*** SELECTED PASSAGE Section Begins ***

A few posts ago, I wrote about gardening as a natural surprise party and my belief that my plants actually get together and come up with creative ways to entertain me and, well, surprise me — popping up in places where they had not been planted, blooming in different colors than were purchased or planned. But if I had to pick one plant as the organizer of all this guerilla gardening, it would have to be Moss Rose, or as I love to say, Portulaca.
It’s actually a fun name to say, like Dahlia or Liriope. Pour-tchew-lack-uh. Sometimes I think it could be the name of a Native American guide leading early explorers westward or a wife of Caesar. Maybe it’s a resort, kind of like, “We’re taking a ride up to Lake Portulaca for the weekend.” Or maybe it’s the closest I come to referring to any of my plants by its proper Latin name.
No matter what it’s called, though, Portulaca has been very, very good to me.
Portulaca and I first met when I was boy. My memory of it is that it was easy to grow, not too fussy, and had lots of splashy colors. When Joe and I purchased our home, I thought it would be fun to become reacquainted with Portulaca. I must admit, my early seed starting efforts were not successful. Few of the plants germinated, and those that did were rather leggy. Clearly, my mother had purchased plants all those years ago, and I needed more sunlight.

*** SELECTED PASSAGE Section Ends ***
*** DATA TO EXAMINE Section Begins ***

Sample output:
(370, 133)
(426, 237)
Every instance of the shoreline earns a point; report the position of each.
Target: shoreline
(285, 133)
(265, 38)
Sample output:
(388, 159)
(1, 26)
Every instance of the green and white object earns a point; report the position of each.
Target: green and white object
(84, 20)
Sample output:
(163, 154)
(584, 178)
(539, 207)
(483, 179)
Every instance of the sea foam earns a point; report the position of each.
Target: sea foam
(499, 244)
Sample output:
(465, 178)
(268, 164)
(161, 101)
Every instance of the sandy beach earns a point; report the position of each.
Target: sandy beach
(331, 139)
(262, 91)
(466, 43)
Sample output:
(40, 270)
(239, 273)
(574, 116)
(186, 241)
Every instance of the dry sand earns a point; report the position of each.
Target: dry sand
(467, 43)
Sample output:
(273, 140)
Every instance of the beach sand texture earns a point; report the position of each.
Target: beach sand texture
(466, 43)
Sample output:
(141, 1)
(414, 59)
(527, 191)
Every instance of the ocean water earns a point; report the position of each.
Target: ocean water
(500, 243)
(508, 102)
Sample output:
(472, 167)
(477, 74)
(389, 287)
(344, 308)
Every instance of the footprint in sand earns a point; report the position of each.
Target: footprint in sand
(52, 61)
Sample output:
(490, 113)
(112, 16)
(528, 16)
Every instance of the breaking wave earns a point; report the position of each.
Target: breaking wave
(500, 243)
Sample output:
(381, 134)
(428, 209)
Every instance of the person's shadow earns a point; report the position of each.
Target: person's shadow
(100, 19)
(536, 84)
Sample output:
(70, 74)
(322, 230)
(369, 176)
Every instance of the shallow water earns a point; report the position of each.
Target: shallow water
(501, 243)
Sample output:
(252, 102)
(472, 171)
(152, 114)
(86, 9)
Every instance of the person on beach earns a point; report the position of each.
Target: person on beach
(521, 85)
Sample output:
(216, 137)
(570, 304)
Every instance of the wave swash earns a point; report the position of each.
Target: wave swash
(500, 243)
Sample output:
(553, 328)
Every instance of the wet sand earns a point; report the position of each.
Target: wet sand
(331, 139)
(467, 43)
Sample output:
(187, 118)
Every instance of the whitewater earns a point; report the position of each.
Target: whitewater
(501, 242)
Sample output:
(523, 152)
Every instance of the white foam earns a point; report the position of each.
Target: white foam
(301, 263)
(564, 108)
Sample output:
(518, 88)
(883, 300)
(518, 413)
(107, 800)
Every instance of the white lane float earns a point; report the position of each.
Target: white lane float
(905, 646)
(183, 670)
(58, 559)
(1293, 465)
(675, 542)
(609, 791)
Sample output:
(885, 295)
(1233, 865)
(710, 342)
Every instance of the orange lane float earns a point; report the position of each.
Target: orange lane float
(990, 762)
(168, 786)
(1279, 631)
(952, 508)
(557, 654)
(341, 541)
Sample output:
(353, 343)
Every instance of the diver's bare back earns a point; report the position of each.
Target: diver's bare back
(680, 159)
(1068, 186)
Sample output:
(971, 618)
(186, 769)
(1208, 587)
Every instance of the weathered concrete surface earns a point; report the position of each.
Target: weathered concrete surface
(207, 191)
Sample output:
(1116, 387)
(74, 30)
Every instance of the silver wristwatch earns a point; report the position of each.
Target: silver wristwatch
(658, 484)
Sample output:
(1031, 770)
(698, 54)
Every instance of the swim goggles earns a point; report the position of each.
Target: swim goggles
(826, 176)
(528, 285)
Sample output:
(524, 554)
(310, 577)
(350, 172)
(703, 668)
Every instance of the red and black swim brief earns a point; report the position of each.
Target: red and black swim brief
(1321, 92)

*** DATA TO EXAMINE Section Ends ***

Answer these from the Portulaca post:
(a) Which two plant names does the writer compare to "Portulaca" as fun to say?
(b) How did the seedlings turn out in the writer's early attempts to start Portulaca from seed?
(c) What did the writer realize they needed more of?
The items have no connection to the Portulaca post.

**ANSWER SECTION:**
(a) Dahlia and Liriope.
(b) Few germinated, and the ones that did were rather leggy.
(c) More sunlight.